--- EXERCISE BRIEF ---
Pick out every line in the items below that contains the string "white" and copy each one in full. Matching is case-sensitive.
--- Start of DATA SHOWN ---
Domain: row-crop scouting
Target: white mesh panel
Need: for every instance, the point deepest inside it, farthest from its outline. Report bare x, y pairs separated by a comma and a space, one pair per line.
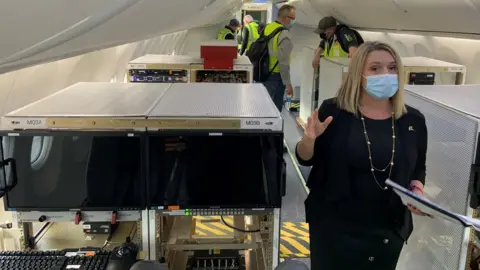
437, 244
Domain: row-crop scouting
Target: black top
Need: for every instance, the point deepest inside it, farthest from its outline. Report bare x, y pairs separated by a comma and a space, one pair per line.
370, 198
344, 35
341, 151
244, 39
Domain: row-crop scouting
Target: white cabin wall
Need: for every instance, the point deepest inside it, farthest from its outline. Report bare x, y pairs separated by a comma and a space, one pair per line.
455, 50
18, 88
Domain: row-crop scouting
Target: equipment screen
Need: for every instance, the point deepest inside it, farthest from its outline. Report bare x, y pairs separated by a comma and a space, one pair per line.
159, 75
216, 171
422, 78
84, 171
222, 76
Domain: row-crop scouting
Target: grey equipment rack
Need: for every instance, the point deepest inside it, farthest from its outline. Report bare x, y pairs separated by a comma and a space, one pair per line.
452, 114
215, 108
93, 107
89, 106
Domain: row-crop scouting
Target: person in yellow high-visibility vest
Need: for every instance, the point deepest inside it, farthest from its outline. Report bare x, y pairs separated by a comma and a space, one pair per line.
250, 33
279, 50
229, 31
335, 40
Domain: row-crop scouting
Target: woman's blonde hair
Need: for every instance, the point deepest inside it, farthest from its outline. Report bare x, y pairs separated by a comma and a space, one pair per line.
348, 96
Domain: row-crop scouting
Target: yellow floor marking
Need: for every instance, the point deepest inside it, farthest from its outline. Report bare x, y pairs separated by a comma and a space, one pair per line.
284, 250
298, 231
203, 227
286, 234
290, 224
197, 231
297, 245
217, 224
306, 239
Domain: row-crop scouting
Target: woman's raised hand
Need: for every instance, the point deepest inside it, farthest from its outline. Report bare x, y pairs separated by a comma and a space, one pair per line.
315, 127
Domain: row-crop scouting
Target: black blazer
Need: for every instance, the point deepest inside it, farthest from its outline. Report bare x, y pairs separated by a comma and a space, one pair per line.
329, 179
--- End of DATA SHOWN ---
--- Start of DATA SHOWN ---
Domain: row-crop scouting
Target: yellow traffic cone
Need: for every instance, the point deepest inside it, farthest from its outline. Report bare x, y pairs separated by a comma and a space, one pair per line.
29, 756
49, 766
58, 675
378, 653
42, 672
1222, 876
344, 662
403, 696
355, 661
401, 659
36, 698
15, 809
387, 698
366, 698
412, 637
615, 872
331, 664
--- End of DATA SHOWN ---
--- Start of DATA SHOWN ---
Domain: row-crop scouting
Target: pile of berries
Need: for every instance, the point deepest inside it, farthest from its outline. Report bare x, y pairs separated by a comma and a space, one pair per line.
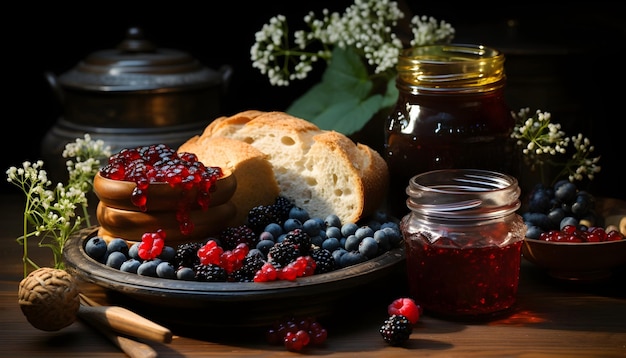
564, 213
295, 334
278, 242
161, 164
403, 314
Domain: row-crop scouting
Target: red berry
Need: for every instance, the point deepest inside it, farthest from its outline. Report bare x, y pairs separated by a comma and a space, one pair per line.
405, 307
--- End of DATA SHOWN ---
--- FULL SOLUTION ---
Target: white mesh panel
Target: white cabin wall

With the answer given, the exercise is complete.